**Source document**.
[Start of section]

Pandemic or not, dating isn’t easy.
Movies and shows have made single-and-ready-to-mingle seem like an endless bout of fun, happy times, and funny stories to share over drinks with friends. The reality is it can be really disappointing, draining, and feel like mini breakups at times.
You have to put yourself out there, give time to people who may or may not be worth it, guess what their intentions are, all the while you do the usual “dance” with each other. You’ve also got a whole host of dating behaviors (as well as the ever growing terminology to describe them): ghosting, zombie-ing, breadcrumbing, benching, haunting, catfishing, gaslighting, roaching, orbiting. It’s dizzying, really.
After a while, it can feel like a drag reciting your spiel over and over. It makes me think of those who work in theater and have to put on the same show every night. Even though they’re probably sick of regurgitating the same lines, they strive to put on a good show because they know it’s a different audience every time. A new set of eyes. A clean slate.
That’s what we have to remember in dating – the audience is different each time and is unaware of your last performance. Fortunately, in dating, the lines don’t have to remain exactly the same either. We can come up with new ways of sharing things about ourselves, refine our story-telling ability, and play around with the energy we give off. Call it your own little experiment of human dynamics.
The pandemic has added a lot more nuance to this whole dating experience, though.
On top of the usual nerves, now you’ve got people who are recovering from loss, coming out of relationships, or who are in a transition phase in their life. With more jobs being shifted to a remote lifestyle, you can bet people are going to be more nomadic or in the middle of moving.
During these unruly times, dating apps have been the most viable option of meeting people, which adds an extra layer of complication. This whole fast food dating culture already has our attention spans trending toward being minimal. Now, with pandemic fatigue at play, this translates into an even narrower window of time to spark one’s interest, otherwise BAM, it’s onto the next person.

[End of section]

**Problem description**.
Summarize the piece on dating in exactly two sentences.

Records from a collection
[Start of section]

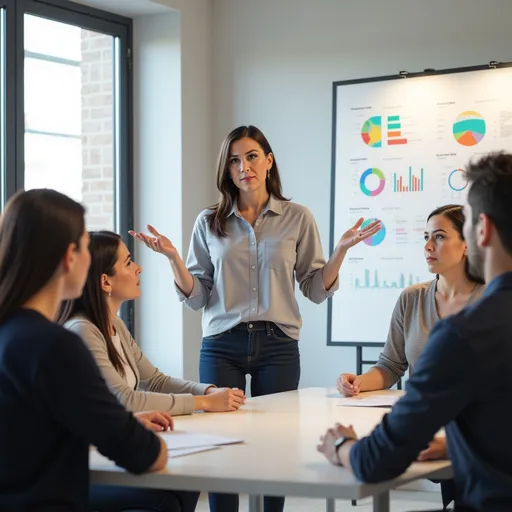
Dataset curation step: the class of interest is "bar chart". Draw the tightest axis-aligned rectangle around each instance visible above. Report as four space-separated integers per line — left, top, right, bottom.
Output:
393 167 424 192
353 269 421 290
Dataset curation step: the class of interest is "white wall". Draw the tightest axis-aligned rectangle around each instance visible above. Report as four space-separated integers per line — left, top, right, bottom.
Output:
134 0 214 380
212 0 512 387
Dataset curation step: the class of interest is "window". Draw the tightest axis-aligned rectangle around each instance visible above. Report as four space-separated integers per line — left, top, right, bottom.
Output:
0 0 133 324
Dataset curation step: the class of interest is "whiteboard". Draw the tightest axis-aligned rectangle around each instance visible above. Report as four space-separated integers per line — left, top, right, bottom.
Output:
327 63 512 345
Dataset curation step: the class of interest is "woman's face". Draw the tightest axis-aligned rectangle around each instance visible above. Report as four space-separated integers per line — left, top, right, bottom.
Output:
102 241 142 303
424 214 467 275
228 137 274 192
62 230 91 300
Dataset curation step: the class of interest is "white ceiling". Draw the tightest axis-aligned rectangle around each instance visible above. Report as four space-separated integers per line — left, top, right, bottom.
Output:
73 0 169 18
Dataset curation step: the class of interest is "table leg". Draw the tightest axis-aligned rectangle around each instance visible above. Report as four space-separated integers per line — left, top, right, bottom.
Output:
249 494 263 512
373 491 390 512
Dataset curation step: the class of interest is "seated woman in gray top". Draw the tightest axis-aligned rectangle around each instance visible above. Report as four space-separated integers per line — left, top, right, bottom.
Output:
336 204 484 460
337 204 484 396
61 231 245 416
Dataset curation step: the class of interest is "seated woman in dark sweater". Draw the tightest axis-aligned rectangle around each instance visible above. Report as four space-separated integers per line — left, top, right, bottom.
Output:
0 189 197 512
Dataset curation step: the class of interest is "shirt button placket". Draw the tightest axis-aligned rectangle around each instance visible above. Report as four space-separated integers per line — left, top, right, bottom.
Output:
249 226 259 318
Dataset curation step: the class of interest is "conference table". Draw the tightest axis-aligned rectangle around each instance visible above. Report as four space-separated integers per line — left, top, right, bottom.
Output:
89 388 451 512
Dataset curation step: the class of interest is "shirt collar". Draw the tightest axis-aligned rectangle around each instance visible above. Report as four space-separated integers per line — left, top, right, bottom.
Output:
228 195 283 217
483 272 512 297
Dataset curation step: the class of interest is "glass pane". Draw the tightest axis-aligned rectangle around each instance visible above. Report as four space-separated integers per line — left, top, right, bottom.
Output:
25 57 82 135
25 15 117 230
24 14 82 61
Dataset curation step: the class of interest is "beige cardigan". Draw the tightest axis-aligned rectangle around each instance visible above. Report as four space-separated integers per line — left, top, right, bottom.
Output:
64 317 211 416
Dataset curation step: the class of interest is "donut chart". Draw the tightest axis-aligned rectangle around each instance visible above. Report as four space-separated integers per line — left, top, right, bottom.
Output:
359 167 386 196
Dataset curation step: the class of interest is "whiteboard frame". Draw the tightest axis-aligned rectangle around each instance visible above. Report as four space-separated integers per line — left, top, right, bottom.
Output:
327 61 512 348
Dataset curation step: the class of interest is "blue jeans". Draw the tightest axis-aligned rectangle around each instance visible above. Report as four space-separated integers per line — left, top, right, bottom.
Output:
89 485 199 512
199 322 300 512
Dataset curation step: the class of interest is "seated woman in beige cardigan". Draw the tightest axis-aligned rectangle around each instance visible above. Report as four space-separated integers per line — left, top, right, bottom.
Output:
61 231 245 416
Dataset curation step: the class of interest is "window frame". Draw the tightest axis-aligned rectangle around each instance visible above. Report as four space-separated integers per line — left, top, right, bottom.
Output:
0 0 134 330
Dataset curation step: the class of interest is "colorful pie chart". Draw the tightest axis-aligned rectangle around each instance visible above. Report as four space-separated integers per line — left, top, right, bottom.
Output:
359 167 386 196
361 218 386 247
361 116 382 148
453 110 485 146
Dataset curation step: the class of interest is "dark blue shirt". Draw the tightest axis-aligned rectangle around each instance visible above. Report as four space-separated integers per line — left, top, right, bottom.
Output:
0 309 160 512
350 273 512 512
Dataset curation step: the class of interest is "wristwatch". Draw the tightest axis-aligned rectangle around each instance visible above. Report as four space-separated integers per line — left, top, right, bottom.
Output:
334 436 357 466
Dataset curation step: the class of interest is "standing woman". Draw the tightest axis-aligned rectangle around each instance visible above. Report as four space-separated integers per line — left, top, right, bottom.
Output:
131 126 380 512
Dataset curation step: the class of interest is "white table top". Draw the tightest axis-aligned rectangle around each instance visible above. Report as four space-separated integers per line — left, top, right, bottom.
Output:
90 388 451 499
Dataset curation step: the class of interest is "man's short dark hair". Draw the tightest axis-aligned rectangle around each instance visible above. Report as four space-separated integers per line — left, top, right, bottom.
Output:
466 152 512 256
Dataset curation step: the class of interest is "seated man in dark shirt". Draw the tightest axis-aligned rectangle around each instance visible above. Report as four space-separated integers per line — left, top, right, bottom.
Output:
318 153 512 512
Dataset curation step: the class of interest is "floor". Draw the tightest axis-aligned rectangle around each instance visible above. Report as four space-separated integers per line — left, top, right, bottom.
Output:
196 491 442 512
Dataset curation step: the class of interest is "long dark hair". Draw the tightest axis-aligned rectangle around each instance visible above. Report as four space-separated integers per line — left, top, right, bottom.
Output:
59 231 125 375
207 125 289 238
0 189 85 324
427 204 485 284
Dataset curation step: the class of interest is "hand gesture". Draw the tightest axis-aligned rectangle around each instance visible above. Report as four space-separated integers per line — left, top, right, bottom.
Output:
336 373 361 396
204 388 245 412
418 437 448 462
337 217 382 251
316 423 357 466
128 224 178 259
134 411 174 432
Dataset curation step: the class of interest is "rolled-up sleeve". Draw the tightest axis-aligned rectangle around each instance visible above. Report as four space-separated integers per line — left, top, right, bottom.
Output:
295 208 339 304
174 211 214 311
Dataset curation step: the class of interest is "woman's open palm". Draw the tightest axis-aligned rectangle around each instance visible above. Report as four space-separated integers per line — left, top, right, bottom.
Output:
128 224 178 259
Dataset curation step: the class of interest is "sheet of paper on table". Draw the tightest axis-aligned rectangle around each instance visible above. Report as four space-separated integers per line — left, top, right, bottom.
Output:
338 395 401 407
167 446 219 459
163 430 244 450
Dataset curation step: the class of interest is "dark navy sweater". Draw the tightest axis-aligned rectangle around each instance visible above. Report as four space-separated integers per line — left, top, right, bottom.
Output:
350 273 512 512
0 309 160 512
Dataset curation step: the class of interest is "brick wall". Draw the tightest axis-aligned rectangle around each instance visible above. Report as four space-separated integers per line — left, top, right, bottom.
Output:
81 30 114 230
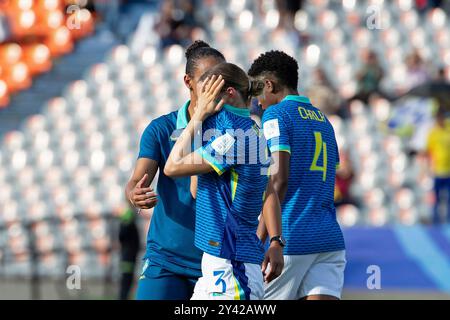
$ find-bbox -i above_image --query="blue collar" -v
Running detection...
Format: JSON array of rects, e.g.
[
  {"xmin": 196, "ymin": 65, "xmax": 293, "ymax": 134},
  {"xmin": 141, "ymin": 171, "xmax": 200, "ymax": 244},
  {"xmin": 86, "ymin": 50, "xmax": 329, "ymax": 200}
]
[
  {"xmin": 177, "ymin": 100, "xmax": 191, "ymax": 129},
  {"xmin": 223, "ymin": 104, "xmax": 250, "ymax": 117},
  {"xmin": 283, "ymin": 95, "xmax": 311, "ymax": 104}
]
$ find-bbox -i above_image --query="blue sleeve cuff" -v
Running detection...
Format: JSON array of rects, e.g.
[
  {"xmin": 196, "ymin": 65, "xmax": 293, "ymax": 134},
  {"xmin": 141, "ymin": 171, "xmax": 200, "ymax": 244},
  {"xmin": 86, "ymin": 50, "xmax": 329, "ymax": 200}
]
[
  {"xmin": 269, "ymin": 144, "xmax": 291, "ymax": 154},
  {"xmin": 195, "ymin": 147, "xmax": 226, "ymax": 176}
]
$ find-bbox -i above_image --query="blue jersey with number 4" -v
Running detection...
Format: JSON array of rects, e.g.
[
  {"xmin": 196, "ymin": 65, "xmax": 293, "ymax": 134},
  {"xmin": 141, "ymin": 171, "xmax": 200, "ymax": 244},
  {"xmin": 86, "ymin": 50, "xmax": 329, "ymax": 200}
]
[{"xmin": 263, "ymin": 96, "xmax": 345, "ymax": 255}]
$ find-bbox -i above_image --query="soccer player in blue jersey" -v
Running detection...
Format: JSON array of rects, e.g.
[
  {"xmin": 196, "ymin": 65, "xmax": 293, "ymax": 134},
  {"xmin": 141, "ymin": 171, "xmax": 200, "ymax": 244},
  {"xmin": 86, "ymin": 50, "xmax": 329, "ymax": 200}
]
[
  {"xmin": 248, "ymin": 51, "xmax": 346, "ymax": 300},
  {"xmin": 126, "ymin": 41, "xmax": 225, "ymax": 300},
  {"xmin": 164, "ymin": 63, "xmax": 283, "ymax": 300}
]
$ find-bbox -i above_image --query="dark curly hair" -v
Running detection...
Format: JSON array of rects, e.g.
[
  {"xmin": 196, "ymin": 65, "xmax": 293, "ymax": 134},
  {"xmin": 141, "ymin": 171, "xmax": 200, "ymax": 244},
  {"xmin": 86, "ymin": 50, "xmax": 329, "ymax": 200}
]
[
  {"xmin": 248, "ymin": 50, "xmax": 298, "ymax": 90},
  {"xmin": 184, "ymin": 40, "xmax": 225, "ymax": 76}
]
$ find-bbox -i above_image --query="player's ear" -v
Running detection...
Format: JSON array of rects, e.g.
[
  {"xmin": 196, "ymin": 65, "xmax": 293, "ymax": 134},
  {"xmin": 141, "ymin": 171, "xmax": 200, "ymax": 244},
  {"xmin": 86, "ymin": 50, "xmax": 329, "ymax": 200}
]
[{"xmin": 183, "ymin": 74, "xmax": 193, "ymax": 91}]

[End of section]

**Answer section**.
Dating can be disappointing and draining and is complicated by a growing list of behaviors such as ghosting and breadcrumbing, yet, like theater performers facing a new audience each night, daters can remember that each date is unaware of their last performance and can refine how they share their story. The pandemic has added further nuance, as people are recovering from loss, leaving relationships, or moving, while reliance on dating apps and pandemic fatigue leave an even narrower window to spark someone's interest.